GIVEN TEXT:
-- Begin --
Your Directors are pleasured to present the 34th ANNUAL REPORT together with the Audited Financial Statements for the Financial Year 2014-15 ended 31st March, 2015

2. DIVIDEND:

With a view to conserve the resources for general corporate purposes including working capital requirements of the Company, your Directors have not recommended any dividend for the year under review ended 31st March, 2015.

3. OPERATIONS:

The revenue from operations i.e. transfusion solution in Bottles and Plastic Bottles is increased by 14% from Rs. 6731 lacs of the previous year 2013-14 to Rs. 7685 lacs for the year 2014-15. The facility was inspected by Food and Drug Control Administration (FDCA), Gandhinagar for the renewal of its World Health Organization-Good Manufacturing Practices (WHO-GMP) certification and manufacturing license renewal which was satisfactorily completed. The Company's manufacturing license is valid till December 2017.

During the year under review, the export market was explored in more detail and I.V. products in plastic bottles were exported to new destinations. Further efforts are underway for increasing exports to various countries.

4. NEW PROJECTS:

The Management has envisaged an increased demand for various I. V. fluids in India for the future considering the development of health related investment and steady population increase.

4.1 Increasing the Moulding and Filling capacity with cost reduction in BFS.

We are under the process of implementing additional capacity in our BFS line. This project will help us to save significantly on our main RM cost viz PP Granules. The project will be implemented in Q3 FY16. We already have the team and systems in place for marketing of products from this project and we will able to derive significant returns from day one of the operations. This project will help us in lowering our costs and penetrate into cost competitive markets effectively while maintaining margins.

4.2 Increasing the moulding and filling capacity for 1000 ml, and increasing filling capacity 3000 ml.  In the BFS category of 1000 ml and 3000 ml are niche products with few companies offering the same. The current market for 1000 ml and 3000 ml is growing at 35% and we are achieving 12% operating margins in 1000 ml and 20% operating margins in 3000 ml.

5. LISTING:

The Equity Shares of the Company are listed on Ahmedabad Stock Exchange & BSE Limited. The Company is regular in payment of Annual Listing Fees. The Company has paid Listing fees up to the year 2015-16.

6. RIGHTS ISSUE OF EQUITY SHARES:

As communicated in the Directors' Report for the year 2013-14, there was good response to the Rights Issue of 60,27,864 Equity Shares of Rs. 10/- each at a premium of Rs. 3/- per share aggregating to Rs. 783.62 lacs. The Board of Directors allotted shares on 30th May, 2014. There are no material variations between the projections and actual utilization of the funds raised through Rights Issue by the Company during the year 2014-15.

7. DIRECTORS:

7.1 One of your Directors viz. Mr. Dinesh B. Patel retires by rotation in terms of the Articles of Association of the Company. However, being eligible offers himself for reappointment.

7.2 The Board of Directors duly met 10 times during the financial year under review.
-- End --
[Location annotation dataset excerpts]
-- Begin --
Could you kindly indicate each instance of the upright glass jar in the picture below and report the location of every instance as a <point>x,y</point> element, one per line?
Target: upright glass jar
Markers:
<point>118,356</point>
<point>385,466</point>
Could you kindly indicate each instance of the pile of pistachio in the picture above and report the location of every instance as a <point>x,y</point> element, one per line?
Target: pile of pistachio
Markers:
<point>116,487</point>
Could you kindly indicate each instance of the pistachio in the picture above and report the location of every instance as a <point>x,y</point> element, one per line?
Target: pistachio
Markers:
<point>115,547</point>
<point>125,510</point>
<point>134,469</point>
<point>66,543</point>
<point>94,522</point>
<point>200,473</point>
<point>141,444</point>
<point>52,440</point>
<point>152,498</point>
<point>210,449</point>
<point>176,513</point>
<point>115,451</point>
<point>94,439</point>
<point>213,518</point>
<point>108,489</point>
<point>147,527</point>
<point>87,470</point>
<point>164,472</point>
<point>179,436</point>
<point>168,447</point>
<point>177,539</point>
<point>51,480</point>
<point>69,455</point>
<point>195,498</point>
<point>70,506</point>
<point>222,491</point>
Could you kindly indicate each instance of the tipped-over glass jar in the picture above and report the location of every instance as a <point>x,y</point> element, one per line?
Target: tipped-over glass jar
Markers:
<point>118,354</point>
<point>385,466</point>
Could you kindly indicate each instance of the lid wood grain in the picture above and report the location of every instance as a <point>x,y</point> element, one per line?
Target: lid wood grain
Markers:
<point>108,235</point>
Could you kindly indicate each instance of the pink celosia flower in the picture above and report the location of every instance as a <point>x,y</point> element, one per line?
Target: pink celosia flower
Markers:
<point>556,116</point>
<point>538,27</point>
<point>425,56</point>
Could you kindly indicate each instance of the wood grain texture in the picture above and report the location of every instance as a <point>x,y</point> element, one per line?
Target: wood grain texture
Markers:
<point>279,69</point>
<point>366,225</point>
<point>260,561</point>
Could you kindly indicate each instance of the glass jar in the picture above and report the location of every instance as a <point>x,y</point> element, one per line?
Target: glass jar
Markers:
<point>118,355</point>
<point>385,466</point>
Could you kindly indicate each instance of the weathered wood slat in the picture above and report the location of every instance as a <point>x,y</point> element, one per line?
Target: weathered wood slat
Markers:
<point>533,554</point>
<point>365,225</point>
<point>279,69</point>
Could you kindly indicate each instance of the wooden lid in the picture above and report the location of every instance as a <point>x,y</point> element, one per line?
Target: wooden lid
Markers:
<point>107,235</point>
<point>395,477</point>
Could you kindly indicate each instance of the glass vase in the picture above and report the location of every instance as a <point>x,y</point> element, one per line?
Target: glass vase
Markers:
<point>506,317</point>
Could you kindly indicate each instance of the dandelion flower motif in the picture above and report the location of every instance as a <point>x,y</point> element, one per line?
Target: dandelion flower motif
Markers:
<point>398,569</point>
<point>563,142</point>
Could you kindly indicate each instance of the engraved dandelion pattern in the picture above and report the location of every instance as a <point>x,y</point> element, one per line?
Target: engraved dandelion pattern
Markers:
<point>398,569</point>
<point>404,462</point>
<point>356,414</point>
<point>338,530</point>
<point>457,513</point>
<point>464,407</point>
-- End --
TASK SET:
1 > Rewrite the part of the directors' report that opens with the words containing "Your Directors are" and closes with "31st March, 2015.", changing "31st March, 2015" to "March 31, 2015" throughout.
2 > Check each statement against the directors' report. Mark each yes or no and quote the words that decide it.
(a) The Company's manufacturing license is valid until December 2017.
(b) The Board of Directors met 12 times during the financial year under review.
(c) The Company's Equity Shares are listed only on BSE Limited.
3 > Write the next part of the directors' report, picking up after its final sentence.

THE RESULTS:
1 >
Your Directors are pleasured to present the 34th ANNUAL REPORT together with the Audited Financial Statements for the Financial Year 2014-15 ended March 31, 2015

2. DIVIDEND:

With a view to conserve the resources for general corporate purposes including working capital requirements of the Company, your Directors have not recommended any dividend for the year under review ended March 31, 2015.

2 >
(a) Yes: "The Company's manufacturing license is valid till December 2017."
(b) No: "The Board of Directors duly met 10 times during the financial year under review."
(c) No: "The Equity Shares of the Company are listed on Ahmedabad Stock Exchange & BSE Limited."

3 >
7.3 The Board has made necessary evaluation of its own performance and that of its commitments and of individual Directors.

7.4 The performance evaluation of the Chairman, Executive and Non-Executive Directors was carried out by at the meeting of the Independent Directors held on 27th March, 2015.

7.5 DIRECTORS' RESPONSIBILITYSTATEMENT:

Pursuant to the requirement of Section 134 of the Companies Act, 2013, it is hereby confirmed:

(i) that in the preparation of the annual accounts, the applicable accounting standards had been followed along with proper explanation relating to material departures;

(ii) that the Directors had selected such accounting policies and applied them consistently and made judgments and estimates that are reasonable and prudent, so as to give a true and fair view of the state of affairs of the Company at 31st March, 2015 being end of the financial year 2014-15 and of the profit of the Company for the year;

(iii) that the Directors had taken proper and sufficient care for maintenance of adequate accounting records in accordance with the provisions of the Companies Act, 2013 for safeguarding the assets of the Company and for preventing and detecting fraud and other irregularities;

(iv) that the Directors had prepared the annual accounts on a going concern basis.

 (v) the Directors, had laid down internal financial controls to be followed by the Company and that such internal financial controls are adequate and were operating effectively.

(vi) the Directors had devised proper systems to ensure compliance with the provisions of all applicable laws and that such systems were adequate and operating effectively.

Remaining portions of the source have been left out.